[[ SUPPLIED TEXT, beginning ]]
We closed for outline applications to our Research Project Grant scheme on 17th May and received over 85 applications. We recently let applicants know whether they had been invited to submit a full application and, once again, we received many more applications that we can possibly fund.
Applications were assessed primarily in terms of:
- How well they fit within the Trust’s funding remit and how they would be addressing the Trust’s strategic objectives and funding priorities
- How they would help to expand and/or sustain capacity in the Trust’s area of focus
- Their ‘pathway to impact’ plan detailing how the project would make a difference to understanding the mechanisms of ageing, treating age-related diseases and improving the lives of older people and the time-frame in which it would do so.
Characteristics of unsuccessful applications:
- Not mentioning the Trust or its strategic objectives. Please don’t assume that because your project is investigating an age-related disease that this immediately ticks the box for this question. We want to see that you have proactively engaged with the Trust’s funding priorities and strategic plan and considered how your project will address these.
[[ SUPPLIED TEXT, end ]]
[[ DATA, beginning ]]
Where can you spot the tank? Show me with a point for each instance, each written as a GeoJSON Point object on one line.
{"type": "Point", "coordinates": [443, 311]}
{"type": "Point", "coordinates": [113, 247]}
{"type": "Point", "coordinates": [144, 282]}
[[ DATA, end ]]
WHAT THIS TASK INVOLVES:
Carry on the note about outline applications to the Research Project Grant scheme, picking up right after its final sentence.

RESPONSE TO THIS TASK:
- Limited alignment with the Trust’s funding remit and strategic objectives. A number of applications described projects which appeared to have been shoehorned into the remit of research into age-related diseases and frailty and/or improving the care and support of older people.
- Giving generic statements on sustaining and/or expanding research capacity in the Trust’s area of focus. Successful applications gave specific examples of how research careers would be supported for the project duration, including mentoring, formal training etc. as well as linking to wider institutional frameworks and support – for example, the Athena Swan status of the department and other opportunities for training and development. Please don’t use this question as a space to provide career overviews of the principal investigator and co-investigators. Instead, provide specific examples of support which will be provided for them and the wider research team.
- Generic or unrealistic ‘pathway to impact’ statements. The impact statement is a great opportunity for you to show why the research you are doing is important and the impact you plan for it to have. Please avoid using generic statements and provide a credible impact plan, including specific examples of actions you will be taking to achieve the impacts described and the time-frame in which these are likely to occur. Whilst you will have the opportunity to provide further detail if you are invited to submit a full application, the information you provide in your outline application should give some comfort that detailed thought has been given as to how the results of the work will influence the wider research, policy and practice communities and whether different approaches are needed for different audiences. You should demonstrate an understanding that impacts can be supported through a range of diverse activities, beyond traditional dissemination, and can become manifest at different stages of the research process.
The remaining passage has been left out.